# Page excerpt
Share of Tata Steel has rallied 268 per cent returns to its shareholders in the last 12 months. The share stood at Rs 308.25 on June 17, 2020. It has zoomed to Rs 1,133.75 today, translating into gains of 268 per cent during the period. In comparison, Sensex rose 56 per cent in one year.
Rs 5 lakh invested in the steelmaking arm of Tata group a year ago would have turned into Rs 18.39 lakh today.
The stock has gained 76 per cent since the beginning of this year. It opened 0.26 per cent higher at Rs 1,119.95 against the previous close of Rs 1,117.15 on BSE.
"Tata Steel has witnessed a very good rally in the past one year on the back of stronger steel prices globally which has resulted in having higher realisations and profits for steel companies across the globe. Many companies are using this bull run in steel to deleverage the balance sheets which is evident from the fact that the consolidated net debt for Tata steel has declined by 28% as of March 21 and it is ahead of schedule in terms of its debt repayment," Jitesh Ranawat, Head Institutional Sales at Marwadi Shares and Finance Ltd, told Business Today.
"We expect the company to merge Tata BSL (formerly Bhushan Steel) with itself and also accelerate its CAPEX program in Kalinga Nagar which will give a fillip to its capacities in India, which had the highest EBITDA last quarter," he noted.
"Watch out for the movement of steel prices as any major correction in those prices will allow investing into Tata Steel on dips as the stock has factored in lots of good news so far," he added.
Jefferies has maintained a 'Buy' call on the stock with a target price at Rs 1,500 per share. The brokerage also mentioned that the FY21 annual report shows a rising focus on sustainability and sets out specific targets for 2025 and 2030.
CLSA too has a 'Buy' call on the stock with a target price at Rs 1,362 per share. It mentioned that rising carbon costs are a medium-term risk but Europe should self-sufficient in cashflows in the near term.

# Dataset entries

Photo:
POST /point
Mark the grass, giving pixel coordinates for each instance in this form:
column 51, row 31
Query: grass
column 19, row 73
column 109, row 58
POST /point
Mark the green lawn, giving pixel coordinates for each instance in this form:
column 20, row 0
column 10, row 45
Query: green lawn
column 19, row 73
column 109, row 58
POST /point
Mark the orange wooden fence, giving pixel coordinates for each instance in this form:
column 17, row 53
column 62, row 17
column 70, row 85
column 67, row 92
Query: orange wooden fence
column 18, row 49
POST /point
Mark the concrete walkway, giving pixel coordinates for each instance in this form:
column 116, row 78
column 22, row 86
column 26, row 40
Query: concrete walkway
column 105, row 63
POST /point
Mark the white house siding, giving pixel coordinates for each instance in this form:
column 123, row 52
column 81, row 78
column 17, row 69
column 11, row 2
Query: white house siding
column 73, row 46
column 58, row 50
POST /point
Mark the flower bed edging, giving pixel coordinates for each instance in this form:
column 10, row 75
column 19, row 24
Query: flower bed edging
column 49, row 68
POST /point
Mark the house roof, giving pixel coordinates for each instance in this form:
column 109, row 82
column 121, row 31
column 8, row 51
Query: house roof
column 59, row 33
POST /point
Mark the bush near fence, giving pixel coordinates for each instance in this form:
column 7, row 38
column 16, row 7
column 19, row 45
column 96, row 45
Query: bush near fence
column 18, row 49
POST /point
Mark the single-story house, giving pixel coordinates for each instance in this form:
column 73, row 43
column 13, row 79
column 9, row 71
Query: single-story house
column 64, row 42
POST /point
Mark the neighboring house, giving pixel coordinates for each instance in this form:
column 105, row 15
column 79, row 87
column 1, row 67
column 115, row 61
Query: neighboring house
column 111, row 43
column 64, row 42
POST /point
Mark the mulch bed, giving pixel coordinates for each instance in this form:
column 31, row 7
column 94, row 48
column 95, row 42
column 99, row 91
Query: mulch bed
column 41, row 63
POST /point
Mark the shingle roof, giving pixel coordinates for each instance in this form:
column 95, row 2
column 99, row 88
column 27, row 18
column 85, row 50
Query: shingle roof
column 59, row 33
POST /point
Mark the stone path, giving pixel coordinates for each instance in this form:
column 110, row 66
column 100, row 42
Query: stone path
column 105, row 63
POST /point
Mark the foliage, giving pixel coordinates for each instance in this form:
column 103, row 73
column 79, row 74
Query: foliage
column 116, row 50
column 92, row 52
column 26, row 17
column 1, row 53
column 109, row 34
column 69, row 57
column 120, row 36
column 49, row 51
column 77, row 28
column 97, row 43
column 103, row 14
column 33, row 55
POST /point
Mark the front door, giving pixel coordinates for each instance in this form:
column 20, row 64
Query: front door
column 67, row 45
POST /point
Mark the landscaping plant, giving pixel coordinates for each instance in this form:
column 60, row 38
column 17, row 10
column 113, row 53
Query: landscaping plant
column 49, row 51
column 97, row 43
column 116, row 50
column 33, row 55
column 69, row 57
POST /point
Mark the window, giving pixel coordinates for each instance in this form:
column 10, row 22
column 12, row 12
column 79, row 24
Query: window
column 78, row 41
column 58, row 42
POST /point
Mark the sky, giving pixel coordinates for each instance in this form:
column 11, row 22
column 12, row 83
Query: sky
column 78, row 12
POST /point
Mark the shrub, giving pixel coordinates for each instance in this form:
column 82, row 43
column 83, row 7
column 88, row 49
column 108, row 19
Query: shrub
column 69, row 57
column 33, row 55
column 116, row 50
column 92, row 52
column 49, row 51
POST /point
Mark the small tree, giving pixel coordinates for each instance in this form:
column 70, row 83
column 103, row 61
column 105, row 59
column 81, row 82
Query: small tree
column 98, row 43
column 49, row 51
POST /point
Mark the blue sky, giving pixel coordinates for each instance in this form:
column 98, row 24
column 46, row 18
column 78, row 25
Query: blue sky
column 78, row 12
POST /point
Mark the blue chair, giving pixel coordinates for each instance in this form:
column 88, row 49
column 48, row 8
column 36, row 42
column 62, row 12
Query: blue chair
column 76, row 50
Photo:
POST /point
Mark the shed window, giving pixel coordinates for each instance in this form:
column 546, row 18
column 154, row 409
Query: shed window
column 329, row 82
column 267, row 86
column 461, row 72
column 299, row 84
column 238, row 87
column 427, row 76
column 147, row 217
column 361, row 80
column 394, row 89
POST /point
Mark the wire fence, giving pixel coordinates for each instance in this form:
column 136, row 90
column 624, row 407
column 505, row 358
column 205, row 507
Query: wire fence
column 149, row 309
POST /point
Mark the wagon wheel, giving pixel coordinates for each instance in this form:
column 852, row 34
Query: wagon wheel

# Tasks to carry out
(1) Answer these questions from the Tata Steel stock article:
(a) At what price did the share stand on June 17, 2020?
(b) By how much did the Sensex rise in one year?
(c) What target price did Jefferies set for the stock?
(2) Carry on the article about Tata Steel's share rally from the point where it stops.

# Exercise results
(1)
(a) Rs 308.25
(b) 56 per cent
(c) Rs 1,500 per share

(2)
Indian steel major reported a standalone net profit of Rs 13,606.62 crore for FY21, more than twice recorded in the previous fiscal. The company had posted a net profit of Rs 6,743.80 crore in FY20, translating into a 101 per cent growth.
Tata Steel has also repaid Rs 30,000 crore of net debt in the last financial year.
In quarterly terms, Tata Steel reported a standalone net profit of Rs 6,593.54 crore in Q4 FY21 as opposed to a loss of Rs 436.83 crore in Q4 FY20. The company recorded its highest-ever quarterly crude steel production at 4.75 million tonnes during the quarter, while steel deliveries grew to 4.67 million tonnes.
"All our segments, especially automotive, have performed extremely well due to our continuous focus on building strong customer relationships, superior distribution network, brands, and new product developments. We are also making good progress on our various initiatives to de-risk the business while our digital marketing platforms are helping us reach new markets and be future-ready," said Tata Steel CEO TV Narendran.
The company is turning around its acquired subsidiaries as well. For instance, Tata Steel BSL (formerly Bhushan Steel) recently posted a manifold jump in its consolidated net profit at Rs 1,913.73 crore for the fourth quarter ended March 31, 2021, mainly on the account of higher income.
Tata Steel acquired Bhushan Steel in 2018 through the insolvency resolution process.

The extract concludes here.